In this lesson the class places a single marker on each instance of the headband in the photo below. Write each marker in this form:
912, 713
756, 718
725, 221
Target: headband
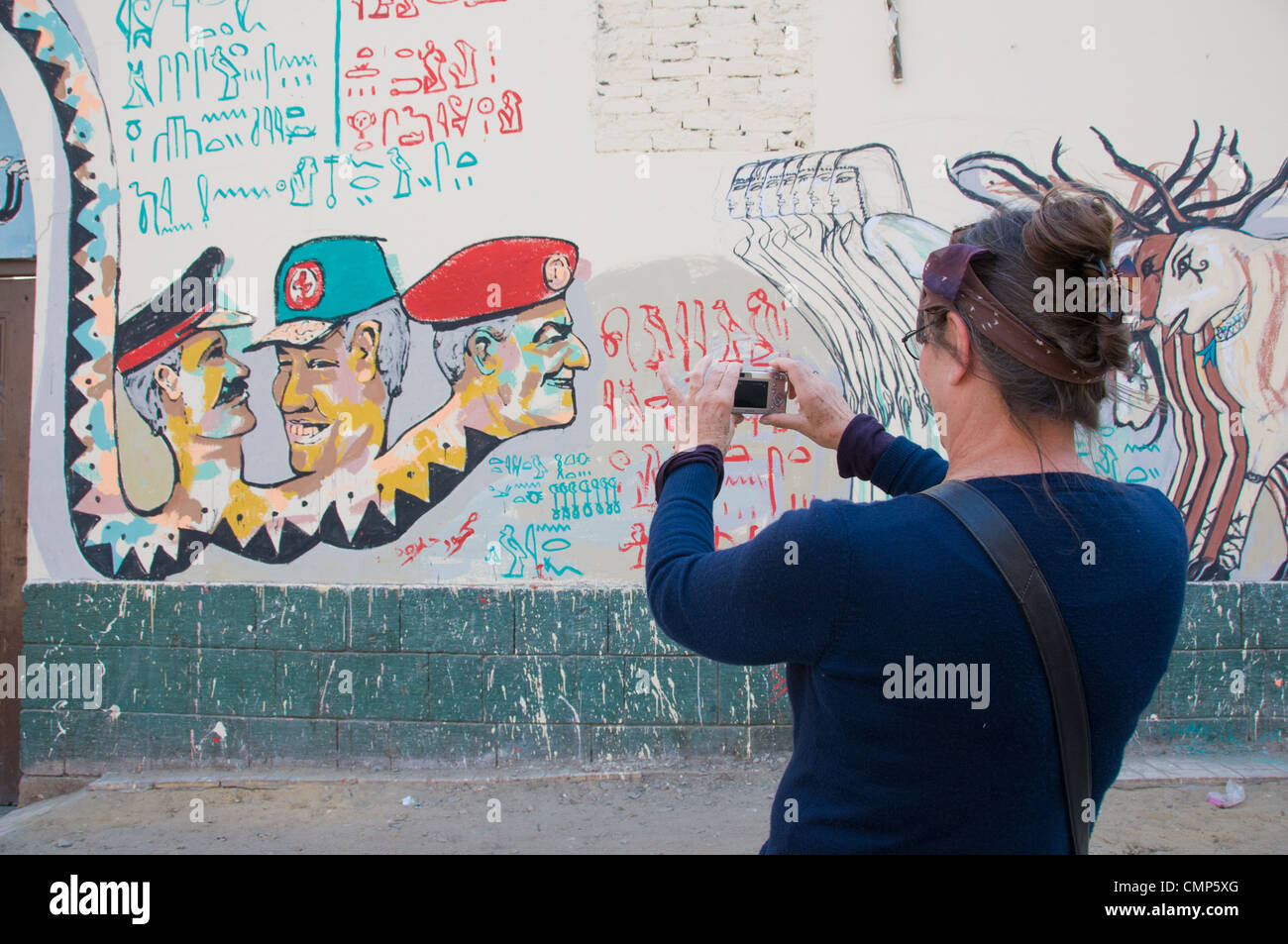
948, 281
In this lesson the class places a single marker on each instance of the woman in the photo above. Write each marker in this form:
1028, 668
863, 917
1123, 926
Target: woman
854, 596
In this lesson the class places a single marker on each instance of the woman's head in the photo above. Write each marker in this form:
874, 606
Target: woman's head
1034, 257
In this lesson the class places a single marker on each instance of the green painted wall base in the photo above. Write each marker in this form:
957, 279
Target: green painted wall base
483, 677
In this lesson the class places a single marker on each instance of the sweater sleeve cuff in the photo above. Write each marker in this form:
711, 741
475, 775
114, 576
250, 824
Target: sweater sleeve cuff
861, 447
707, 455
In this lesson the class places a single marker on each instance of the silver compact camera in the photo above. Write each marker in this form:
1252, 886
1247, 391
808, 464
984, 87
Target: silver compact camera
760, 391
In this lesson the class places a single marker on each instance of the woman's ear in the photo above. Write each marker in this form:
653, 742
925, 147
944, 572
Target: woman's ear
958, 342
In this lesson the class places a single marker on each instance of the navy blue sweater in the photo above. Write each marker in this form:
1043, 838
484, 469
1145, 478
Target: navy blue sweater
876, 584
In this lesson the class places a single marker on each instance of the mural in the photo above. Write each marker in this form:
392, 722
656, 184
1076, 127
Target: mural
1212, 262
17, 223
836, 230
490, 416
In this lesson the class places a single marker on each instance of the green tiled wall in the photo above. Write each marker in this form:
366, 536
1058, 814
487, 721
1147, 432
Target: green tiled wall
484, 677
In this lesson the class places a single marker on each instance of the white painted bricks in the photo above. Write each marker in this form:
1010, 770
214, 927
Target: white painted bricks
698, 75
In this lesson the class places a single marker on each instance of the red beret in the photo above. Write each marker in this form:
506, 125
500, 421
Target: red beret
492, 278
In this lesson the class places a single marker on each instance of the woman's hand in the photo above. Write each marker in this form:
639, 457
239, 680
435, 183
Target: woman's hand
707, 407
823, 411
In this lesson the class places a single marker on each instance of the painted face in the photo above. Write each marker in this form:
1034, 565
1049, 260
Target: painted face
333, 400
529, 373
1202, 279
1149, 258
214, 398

━━━━

EXERCISE DESCRIPTION.
Reproduce the records line for line, beginning with the line that contains "the red beret" and continuing through the last line of the records.

FULL ANSWER.
In this lesson the class places a single marker on each instance of the red beret in the photo above. Write each marker in this form:
506, 125
500, 421
Target: red beret
492, 278
In this lesson the class places a single marker on each instance of the woman's hand in the photo above. Write each marker in this form:
639, 457
239, 680
435, 183
Target: woman's hand
707, 407
823, 411
In this lesson the class places a single marker on each instance of the painted face in the photo above. Write each marker in this form:
1034, 565
1049, 260
Target: painted face
333, 400
529, 373
1202, 279
1149, 258
214, 398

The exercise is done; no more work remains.